List of tasks:
1 > In the biography of Andrew William Woods, what has his work on mixing in turbulent buoyant plumes and gravity currents led to? Answer in one to three sentences.
2 > Summarize the biography of Andrew William Woods in two sentences.
3 > Continue the biography of Andrew William Woods from its final sentence.
[[ Text shown, beginning ]]
English mathematician

Andrew William Woods (born 1964) is an English mathematician who is BP Professor at the University of Cambridge and a professorial fellow of St John's College, Cambridge.

==Education==
Woods studied the Mathematical Tripos as an undergraduate student of St John's College, Cambridge and completed his PhD in the Department of Applied Mathematics and Theoretical Physics (DAMTP) on geophysical fluid dynamics supervised by Herbert Huppert.

==Career and research==
Woods spent two years as a research fellow at St John's College and as a Green Scholar at the University of California, San Diego before taking up a lectureship for 5 years at the Institute of Theoretical Geophysics, Cambridge. After three years as professor of applied mathematics at University of Bristol, he was appointed BP Professor and head of the BP Institute, University of Cambridge.

His work is characterised by the development of simplified mathematical and experimental models of complex fluid flow processes covering a wide range of phenomena from the dynamics of explosive volcanic eruptions, to geothermal power generation, carbon sequestration and enhanced oil recovery in heterogeneous porous rocks. His work on the dynamics of mixing in turbulent buoyant plumes and gravity currents has led to new insights about the ascent height of volcanic eruption columns and the run-out distance of pyroclastic flow, as well as constraints on the dynamics of hydrothermal and oil plumes in the deep sea.
[[ Text shown, end ]]
[[ Given data, beginning ]]
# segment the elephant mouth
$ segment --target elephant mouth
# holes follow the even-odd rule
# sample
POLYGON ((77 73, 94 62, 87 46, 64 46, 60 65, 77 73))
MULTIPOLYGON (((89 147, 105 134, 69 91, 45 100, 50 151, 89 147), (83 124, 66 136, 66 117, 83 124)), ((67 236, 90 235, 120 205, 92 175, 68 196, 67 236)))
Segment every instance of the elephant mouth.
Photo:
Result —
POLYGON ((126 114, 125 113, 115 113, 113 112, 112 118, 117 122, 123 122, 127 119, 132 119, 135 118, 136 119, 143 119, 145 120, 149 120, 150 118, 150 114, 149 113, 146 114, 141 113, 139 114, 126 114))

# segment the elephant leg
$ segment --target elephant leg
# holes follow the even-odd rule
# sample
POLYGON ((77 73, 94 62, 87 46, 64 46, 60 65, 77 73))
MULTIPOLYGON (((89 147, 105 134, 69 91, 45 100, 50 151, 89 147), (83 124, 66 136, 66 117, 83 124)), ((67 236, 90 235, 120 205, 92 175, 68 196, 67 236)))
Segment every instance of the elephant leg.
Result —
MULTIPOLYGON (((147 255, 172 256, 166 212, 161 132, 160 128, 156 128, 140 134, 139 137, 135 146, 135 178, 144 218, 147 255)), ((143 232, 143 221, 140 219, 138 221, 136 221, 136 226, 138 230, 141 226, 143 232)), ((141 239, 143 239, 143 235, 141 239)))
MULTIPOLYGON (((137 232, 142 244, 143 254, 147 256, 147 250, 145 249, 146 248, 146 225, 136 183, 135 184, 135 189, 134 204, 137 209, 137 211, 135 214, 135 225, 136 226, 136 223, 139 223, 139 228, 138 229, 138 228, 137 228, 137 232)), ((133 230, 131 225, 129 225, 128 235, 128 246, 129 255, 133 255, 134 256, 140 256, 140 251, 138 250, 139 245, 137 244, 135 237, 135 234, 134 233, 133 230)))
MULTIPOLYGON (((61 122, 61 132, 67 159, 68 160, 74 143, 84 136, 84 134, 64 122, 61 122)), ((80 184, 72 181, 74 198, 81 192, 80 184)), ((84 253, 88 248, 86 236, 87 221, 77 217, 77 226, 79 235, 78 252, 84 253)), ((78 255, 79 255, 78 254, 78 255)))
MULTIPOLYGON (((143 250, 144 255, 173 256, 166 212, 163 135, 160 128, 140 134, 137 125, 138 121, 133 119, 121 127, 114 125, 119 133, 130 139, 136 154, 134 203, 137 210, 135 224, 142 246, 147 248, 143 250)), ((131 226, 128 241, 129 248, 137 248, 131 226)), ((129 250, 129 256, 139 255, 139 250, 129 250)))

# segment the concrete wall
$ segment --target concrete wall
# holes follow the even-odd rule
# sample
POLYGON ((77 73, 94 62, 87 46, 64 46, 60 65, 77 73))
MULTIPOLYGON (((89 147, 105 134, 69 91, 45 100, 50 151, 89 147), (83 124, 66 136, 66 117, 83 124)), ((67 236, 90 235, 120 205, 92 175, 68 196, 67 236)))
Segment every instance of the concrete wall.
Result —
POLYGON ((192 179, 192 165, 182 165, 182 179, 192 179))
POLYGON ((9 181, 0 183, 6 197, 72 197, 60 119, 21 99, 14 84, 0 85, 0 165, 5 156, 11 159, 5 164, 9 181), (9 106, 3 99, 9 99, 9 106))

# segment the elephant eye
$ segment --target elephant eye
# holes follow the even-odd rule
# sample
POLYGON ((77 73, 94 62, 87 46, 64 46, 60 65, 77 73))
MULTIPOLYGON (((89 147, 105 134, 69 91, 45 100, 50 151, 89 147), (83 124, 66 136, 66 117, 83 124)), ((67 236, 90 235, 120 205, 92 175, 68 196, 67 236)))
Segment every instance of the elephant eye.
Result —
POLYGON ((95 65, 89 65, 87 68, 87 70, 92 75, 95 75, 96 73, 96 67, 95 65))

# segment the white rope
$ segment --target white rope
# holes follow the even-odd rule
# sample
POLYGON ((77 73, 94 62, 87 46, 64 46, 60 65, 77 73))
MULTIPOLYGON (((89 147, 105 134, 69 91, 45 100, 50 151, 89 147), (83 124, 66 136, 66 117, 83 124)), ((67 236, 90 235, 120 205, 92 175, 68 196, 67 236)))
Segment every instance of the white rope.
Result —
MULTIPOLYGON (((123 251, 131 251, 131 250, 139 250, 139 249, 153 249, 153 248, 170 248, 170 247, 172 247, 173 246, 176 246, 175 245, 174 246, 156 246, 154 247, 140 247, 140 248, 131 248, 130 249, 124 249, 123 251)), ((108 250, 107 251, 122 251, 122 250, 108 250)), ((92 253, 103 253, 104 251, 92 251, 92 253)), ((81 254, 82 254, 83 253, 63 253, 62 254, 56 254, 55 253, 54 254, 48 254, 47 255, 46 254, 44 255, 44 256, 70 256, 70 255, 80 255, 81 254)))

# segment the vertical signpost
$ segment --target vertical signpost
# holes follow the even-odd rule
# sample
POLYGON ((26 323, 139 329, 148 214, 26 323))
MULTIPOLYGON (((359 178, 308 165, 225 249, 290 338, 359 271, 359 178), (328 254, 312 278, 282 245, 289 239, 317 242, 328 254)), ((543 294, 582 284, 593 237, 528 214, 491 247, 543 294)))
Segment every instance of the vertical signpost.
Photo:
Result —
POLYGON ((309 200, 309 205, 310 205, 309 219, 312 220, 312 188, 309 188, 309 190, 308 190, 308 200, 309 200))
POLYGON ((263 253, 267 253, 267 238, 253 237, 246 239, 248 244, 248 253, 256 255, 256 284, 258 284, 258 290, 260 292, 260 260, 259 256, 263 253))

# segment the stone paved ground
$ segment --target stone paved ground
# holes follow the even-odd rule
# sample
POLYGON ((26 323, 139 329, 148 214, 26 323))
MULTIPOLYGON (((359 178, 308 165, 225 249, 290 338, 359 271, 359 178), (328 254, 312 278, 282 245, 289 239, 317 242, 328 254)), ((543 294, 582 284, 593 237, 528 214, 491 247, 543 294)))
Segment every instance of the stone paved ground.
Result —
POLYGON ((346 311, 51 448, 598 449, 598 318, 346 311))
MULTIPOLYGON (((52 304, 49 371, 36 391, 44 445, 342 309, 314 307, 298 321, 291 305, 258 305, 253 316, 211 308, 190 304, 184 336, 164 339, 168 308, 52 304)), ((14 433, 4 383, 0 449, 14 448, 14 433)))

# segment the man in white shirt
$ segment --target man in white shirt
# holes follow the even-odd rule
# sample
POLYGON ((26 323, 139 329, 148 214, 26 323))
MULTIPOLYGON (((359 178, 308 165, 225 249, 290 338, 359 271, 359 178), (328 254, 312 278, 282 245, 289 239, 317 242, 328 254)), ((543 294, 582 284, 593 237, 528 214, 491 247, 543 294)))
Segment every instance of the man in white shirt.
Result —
[[ Given data, end ]]
Results for the exercise:
1 > It has led to new insights about how high volcanic eruption columns rise and how far pyroclastic flows run out. It has also given constraints on the dynamics of hydrothermal and oil plumes in the deep sea.

2 > Andrew William Woods is an English mathematician who studied the Mathematical Tripos and earned a PhD in geophysical fluid dynamics at Cambridge. After posts at St John's College, UC San Diego, the Institute of Theoretical Geophysics and the University of Bristol, he became BP Professor and head of the BP Institute at Cambridge, where he builds simplified models of complex fluid flows such as volcanic eruptions, geothermal systems and flows in porous rock.

3 >
He has also developed fundamental understanding of ventilation flows in buildings, developing strategies to minimise heat loss associated with low-energy natural ventilation, as well as exploring the controls on the dispersal of air-borne infection. Other work has included modelling the dynamics of traffic flows, to elucidate controls on the collective behaviour of individual vehicles and strategies to regulate the flow.

===Awards and honours===
Woods was elected a Fellow of the Royal Society (FRS) in 2017. He was the Stewartson Lecturer in 1999, the Bullerwell Lecturer in 2000, awarded the Wager Medal in 2002 and the GFD Lecturer in 2003.